▶ [TASK]: Return each line of the material in which the word "potted" appears.

(Records of labeled boxes)
┌────────

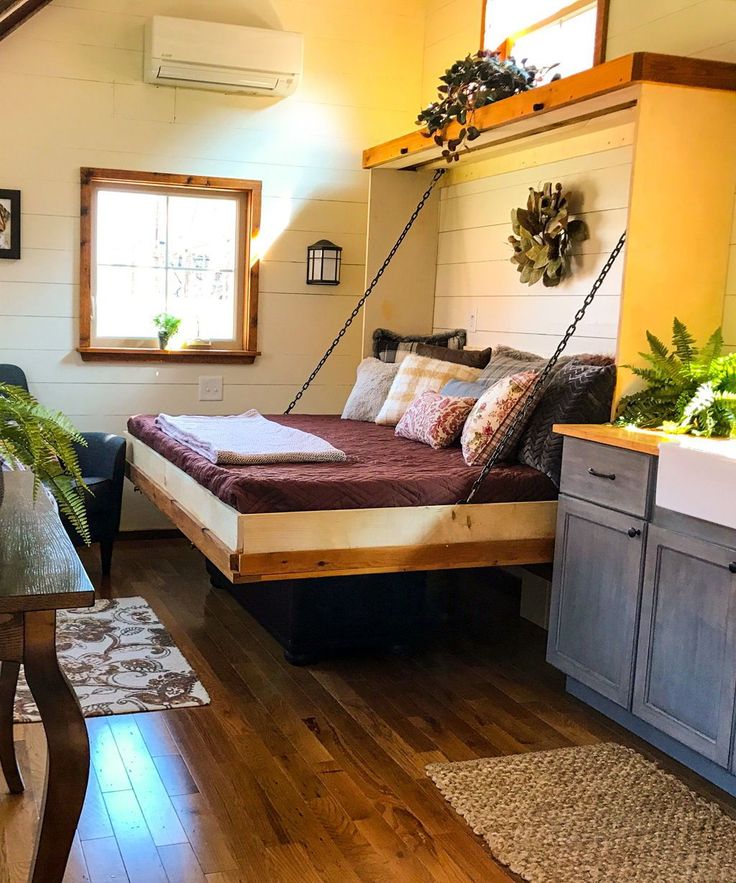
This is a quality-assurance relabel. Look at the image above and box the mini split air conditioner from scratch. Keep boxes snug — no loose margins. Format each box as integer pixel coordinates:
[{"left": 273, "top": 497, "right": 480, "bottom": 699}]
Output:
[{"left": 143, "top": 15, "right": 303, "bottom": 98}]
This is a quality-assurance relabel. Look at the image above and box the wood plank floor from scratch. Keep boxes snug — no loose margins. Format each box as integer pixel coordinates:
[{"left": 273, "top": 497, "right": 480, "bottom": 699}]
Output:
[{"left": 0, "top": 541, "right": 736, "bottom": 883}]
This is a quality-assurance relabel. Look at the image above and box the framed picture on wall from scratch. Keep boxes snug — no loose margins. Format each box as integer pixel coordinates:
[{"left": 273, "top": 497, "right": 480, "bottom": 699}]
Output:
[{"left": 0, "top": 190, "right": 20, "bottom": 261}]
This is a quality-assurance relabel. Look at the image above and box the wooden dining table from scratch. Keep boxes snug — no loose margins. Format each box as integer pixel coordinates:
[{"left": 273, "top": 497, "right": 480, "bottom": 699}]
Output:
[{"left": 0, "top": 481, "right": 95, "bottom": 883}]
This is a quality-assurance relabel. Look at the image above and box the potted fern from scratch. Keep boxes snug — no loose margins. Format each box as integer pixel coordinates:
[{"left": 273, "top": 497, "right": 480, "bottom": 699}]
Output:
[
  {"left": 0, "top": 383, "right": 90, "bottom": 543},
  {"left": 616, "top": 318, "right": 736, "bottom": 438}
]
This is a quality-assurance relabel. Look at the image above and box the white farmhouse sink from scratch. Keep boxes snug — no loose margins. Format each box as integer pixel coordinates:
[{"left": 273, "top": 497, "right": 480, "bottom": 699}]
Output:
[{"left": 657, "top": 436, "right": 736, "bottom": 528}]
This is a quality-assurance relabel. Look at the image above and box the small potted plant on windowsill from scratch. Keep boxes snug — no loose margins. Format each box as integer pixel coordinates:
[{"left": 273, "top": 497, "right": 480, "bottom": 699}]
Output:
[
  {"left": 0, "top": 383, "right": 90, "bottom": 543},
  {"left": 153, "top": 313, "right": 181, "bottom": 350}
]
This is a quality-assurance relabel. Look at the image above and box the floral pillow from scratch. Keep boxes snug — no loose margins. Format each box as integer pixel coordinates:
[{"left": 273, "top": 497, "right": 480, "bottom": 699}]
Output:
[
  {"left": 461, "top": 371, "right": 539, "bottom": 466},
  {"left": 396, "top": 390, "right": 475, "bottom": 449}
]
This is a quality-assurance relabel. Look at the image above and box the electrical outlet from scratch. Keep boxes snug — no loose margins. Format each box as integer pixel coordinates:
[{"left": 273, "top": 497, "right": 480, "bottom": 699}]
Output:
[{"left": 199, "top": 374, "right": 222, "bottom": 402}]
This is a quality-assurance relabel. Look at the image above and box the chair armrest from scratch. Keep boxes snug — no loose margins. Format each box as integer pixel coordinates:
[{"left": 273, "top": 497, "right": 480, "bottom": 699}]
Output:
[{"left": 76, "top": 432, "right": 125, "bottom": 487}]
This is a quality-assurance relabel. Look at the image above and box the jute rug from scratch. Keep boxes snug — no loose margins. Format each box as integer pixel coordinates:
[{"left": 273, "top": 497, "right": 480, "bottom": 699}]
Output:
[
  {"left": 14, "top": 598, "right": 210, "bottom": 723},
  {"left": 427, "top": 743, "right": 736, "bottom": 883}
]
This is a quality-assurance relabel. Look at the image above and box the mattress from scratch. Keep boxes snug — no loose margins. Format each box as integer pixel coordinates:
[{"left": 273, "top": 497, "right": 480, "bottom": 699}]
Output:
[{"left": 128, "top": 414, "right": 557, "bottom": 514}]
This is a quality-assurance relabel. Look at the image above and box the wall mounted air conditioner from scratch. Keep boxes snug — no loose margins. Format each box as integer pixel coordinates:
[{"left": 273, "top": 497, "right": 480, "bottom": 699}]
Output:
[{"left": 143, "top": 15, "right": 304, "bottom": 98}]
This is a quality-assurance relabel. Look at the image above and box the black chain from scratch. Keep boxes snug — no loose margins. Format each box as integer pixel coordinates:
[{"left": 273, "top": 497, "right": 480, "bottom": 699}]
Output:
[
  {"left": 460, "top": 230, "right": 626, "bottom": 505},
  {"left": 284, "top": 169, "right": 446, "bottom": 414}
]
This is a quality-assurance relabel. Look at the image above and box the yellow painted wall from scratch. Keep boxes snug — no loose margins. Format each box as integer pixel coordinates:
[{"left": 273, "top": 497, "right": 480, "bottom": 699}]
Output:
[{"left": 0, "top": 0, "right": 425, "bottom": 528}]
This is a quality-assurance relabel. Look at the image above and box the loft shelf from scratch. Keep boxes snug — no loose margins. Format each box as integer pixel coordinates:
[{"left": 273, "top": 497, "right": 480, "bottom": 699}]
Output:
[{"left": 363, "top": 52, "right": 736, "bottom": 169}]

└────────

▶ [SOLUTION TO THIS TASK]:
This is a quality-assurance relabel. Look at the image above and box the potted fern from scratch. Keep boxes snug — no loose margins. Format each box as integer pixel coordinates:
This is a quality-assurance relabel. Look at the image above and box the small potted plant on windowsill from scratch. Keep boxes snug — no loose margins. Format each box as integer pixel coordinates:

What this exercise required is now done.